- [Exercício proposto 1]: Extraia todas as linhas das entradas que contêm a palavra "flower", distinguindo maiúsculas de minúsculas.

AMIZADE À DISTÂNCIA (As técnicas dos garage-sale)
Tenho um
amigo que só encontrei pessoalmente uma vez.
Apareceu-me
uma mensagem no meu email, isto já há uns dois anos e eu fiquei desconfiado se
não seria mais uma daquelas que nos chegam
automaticamente, criadas pelos
computadores de vendedores de banha de cobra ou coisas parecidas. Eu não
reconheci o nome do remetente mas mesmo assim resolvi ler. E não me arrependi.
O Sr. J.V.
começava, com delicadeza, por pedir desculpa pelo atrevimento mas que já há
tempos que me queria dizer que era leitor das crónicas que vou publicando no
“Tribuna” e que gostava de saber como poderia adquirir um exemplar do livro “A
Loja do Ti Bailhão”, que eu escrevera com a ajuda do meu irmão Jorge.
Feitas as
iniciais apresentações e trocados uns cumprimentos um tanto ou quanto formais,
fomos criando mais à vontade e continuámos a permuta de mensagens muito
regularmente. Acontece que o J.V. (o “senhor” deixou de existir no nosso
vocabulário) tinha vivido, quando chegou à Califórnia com 13 anos de idade,
aqui perto de onde eu vivo e ainda por aqui andam alguns familiares. Agora
também já reformado, vive no sul do Estado, depois de uma brilhante carreira
como professor e administrador escolar.
Falamos de
tudo... de onde viemos, o que fizemos na nossa juventude, das nossas famílias e
das nossas vivências com os netos, de cultura, do que lemos ou ouvimos, de
política – este DDT tira-nos anos de vida! – e, disfarçadamente, até damos uns
cortes na casaca de algum mortal. Somos humanos, ao fim e ao cabo. Por costume,
quando tenho um texto a sair do forno, envio-o primeiro ao J.V. e ele, passados
dias, responde-me quase sempre a comparar as coisas que eu descrevi com
episódios da sua vida. Em resumo, o J.V. vai também “escrevendo” as suas
crónicas e eu sou o seu único leitor. Infelizmente.
Já aprendi
muito com ele. Fiquei a conhecer nomes de brincadeiras e jogos que animavam a
rapaziada da freguesia de onde ele veio, descobri episódios e peripécias dos
primeiros tempos da imigração da família dele, as vicissitudes da chegada a
terra estranha acrescentada com a assimilação de nova cultura e,
invariavelmente, chegamos à conclusão que temos muitas coisas em comum, quase
que umas vidas paralelas com muitos pontos de sintonia e semelhança.

- [Entradas do exercício]:
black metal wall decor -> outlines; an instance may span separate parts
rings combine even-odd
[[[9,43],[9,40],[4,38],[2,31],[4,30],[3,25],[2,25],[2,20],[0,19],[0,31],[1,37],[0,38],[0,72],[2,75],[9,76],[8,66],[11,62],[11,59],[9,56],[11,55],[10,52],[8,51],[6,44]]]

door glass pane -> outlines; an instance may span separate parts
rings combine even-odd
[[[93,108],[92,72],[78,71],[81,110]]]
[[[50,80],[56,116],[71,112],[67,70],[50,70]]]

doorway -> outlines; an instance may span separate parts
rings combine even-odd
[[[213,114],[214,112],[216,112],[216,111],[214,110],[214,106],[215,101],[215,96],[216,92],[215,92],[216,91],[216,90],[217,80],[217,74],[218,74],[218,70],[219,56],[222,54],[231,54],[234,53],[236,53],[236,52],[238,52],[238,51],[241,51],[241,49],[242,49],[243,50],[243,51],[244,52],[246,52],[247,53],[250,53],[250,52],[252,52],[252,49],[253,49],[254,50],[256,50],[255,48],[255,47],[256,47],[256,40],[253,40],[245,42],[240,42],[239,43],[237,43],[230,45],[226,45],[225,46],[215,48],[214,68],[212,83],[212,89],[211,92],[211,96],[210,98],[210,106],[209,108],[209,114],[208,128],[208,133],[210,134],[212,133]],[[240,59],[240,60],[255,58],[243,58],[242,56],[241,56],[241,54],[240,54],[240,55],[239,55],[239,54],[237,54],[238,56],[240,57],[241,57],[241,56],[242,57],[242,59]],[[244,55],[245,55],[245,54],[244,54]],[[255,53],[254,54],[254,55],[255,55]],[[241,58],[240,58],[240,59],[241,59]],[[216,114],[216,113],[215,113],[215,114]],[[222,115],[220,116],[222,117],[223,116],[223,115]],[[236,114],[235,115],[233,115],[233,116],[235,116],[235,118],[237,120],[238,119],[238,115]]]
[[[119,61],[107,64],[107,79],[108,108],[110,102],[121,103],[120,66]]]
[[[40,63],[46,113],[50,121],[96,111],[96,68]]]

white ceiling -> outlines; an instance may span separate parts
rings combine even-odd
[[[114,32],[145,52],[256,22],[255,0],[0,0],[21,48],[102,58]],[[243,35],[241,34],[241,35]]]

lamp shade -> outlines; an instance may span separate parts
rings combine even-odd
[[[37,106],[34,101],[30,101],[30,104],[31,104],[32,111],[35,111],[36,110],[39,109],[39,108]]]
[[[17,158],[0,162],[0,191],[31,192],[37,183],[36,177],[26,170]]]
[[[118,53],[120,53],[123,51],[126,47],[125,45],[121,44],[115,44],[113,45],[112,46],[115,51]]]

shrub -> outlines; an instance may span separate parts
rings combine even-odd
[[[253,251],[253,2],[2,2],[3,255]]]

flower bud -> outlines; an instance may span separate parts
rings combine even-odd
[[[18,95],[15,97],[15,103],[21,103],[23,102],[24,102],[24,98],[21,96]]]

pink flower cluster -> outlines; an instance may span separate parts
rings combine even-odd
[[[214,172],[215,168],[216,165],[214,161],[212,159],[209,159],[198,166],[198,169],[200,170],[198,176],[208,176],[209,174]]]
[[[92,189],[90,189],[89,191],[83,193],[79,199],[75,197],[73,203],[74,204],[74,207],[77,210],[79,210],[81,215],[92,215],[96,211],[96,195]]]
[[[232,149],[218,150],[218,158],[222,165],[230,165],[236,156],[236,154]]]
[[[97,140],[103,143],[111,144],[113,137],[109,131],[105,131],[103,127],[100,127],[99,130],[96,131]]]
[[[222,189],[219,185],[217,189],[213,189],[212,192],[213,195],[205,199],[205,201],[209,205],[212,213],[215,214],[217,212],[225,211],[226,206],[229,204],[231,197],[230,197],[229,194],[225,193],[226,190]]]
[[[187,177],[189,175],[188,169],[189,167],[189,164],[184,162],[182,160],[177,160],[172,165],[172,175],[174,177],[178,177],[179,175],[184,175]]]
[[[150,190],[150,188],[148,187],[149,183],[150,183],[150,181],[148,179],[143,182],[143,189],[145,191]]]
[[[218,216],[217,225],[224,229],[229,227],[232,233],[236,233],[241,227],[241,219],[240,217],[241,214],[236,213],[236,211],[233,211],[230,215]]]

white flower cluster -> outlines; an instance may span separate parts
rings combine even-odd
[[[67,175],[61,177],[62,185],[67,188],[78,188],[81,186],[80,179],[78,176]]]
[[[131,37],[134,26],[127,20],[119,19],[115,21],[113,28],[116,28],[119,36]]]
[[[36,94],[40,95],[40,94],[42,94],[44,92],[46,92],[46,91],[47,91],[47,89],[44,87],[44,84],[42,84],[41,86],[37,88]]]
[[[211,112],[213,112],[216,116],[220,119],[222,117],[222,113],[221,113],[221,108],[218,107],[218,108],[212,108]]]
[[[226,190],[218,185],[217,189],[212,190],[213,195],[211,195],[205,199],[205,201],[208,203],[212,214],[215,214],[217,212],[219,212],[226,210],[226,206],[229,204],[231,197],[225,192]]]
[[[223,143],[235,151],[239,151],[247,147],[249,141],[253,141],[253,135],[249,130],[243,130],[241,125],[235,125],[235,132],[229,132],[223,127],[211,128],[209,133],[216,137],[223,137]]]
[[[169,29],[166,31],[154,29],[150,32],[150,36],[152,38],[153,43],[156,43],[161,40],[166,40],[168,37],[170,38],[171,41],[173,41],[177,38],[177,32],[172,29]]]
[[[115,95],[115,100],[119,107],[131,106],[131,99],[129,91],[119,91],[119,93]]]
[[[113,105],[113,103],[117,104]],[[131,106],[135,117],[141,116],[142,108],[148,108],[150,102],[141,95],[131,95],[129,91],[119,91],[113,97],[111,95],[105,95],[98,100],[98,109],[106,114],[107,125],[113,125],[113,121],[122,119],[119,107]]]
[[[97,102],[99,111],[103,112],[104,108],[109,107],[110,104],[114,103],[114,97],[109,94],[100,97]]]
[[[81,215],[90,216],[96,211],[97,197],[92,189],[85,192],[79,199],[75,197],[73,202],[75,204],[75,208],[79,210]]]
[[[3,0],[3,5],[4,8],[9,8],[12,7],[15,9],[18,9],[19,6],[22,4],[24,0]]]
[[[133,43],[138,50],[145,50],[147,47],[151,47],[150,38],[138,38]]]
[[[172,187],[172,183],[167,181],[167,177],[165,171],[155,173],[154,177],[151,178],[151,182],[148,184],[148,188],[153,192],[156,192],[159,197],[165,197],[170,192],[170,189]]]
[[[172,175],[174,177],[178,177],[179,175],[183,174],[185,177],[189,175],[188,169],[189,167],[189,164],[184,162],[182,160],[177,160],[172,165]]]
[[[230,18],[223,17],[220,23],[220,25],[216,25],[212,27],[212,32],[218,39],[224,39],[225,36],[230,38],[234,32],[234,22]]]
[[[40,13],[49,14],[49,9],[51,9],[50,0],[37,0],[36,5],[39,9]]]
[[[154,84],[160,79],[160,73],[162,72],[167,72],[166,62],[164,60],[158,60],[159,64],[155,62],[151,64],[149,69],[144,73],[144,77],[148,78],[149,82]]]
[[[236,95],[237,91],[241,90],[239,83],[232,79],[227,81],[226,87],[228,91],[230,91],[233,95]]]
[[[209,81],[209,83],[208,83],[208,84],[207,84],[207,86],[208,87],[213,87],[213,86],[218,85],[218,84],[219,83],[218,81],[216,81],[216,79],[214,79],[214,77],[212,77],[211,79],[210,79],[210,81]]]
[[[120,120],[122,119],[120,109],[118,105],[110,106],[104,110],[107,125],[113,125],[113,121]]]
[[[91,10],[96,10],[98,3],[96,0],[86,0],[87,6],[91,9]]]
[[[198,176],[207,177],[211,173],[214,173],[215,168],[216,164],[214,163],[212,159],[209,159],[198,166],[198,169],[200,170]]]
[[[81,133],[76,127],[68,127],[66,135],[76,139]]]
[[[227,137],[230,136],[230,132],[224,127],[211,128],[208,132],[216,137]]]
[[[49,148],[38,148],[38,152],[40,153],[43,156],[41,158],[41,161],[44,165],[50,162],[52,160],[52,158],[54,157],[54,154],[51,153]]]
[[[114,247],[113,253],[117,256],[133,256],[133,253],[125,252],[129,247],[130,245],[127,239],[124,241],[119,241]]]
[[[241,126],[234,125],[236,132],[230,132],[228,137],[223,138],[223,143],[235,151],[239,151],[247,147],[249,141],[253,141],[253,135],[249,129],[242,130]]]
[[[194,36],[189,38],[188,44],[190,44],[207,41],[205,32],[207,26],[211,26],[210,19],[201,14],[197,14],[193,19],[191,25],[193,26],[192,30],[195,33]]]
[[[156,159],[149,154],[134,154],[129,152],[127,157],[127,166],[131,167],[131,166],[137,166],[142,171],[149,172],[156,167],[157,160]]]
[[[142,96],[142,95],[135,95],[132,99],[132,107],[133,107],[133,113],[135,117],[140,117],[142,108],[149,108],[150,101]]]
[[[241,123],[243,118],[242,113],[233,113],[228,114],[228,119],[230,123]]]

- [Exercício proposto 2]: Prossiga a crónica sobre a amizade à distância a partir da última frase apresentada.

- [Resposta à tarefa 1]:
flower bud -> outlines; an instance may span separate parts
pink flower cluster -> outlines; an instance may span separate parts
white flower cluster -> outlines; an instance may span separate parts

- [Resposta à tarefa 2]:
Como disse
acima, só nos encontrámos, de cara a cara, durante um pequeno “mata-bicho” (de
pura água, imagine-se!) aquando da visita que o J.V. e a simpática esposa
fizeram a um familiar na cidade da sua juventude. Para quem como eu, que tenho,
aqui à volta, tantos amigos que se podem contar pelos dedos de uma mão, foi
muito gratificante este pequeno encontro e deixámos no ar a promessa de que
haveríamos de fazer um esforço no sentido de nos encontrarmos com mais tempo e
com maior frequência.
Entretanto
vamos continuando com a nossa amizade à distância e com o vaivém de estórias e
ideias através dos emails.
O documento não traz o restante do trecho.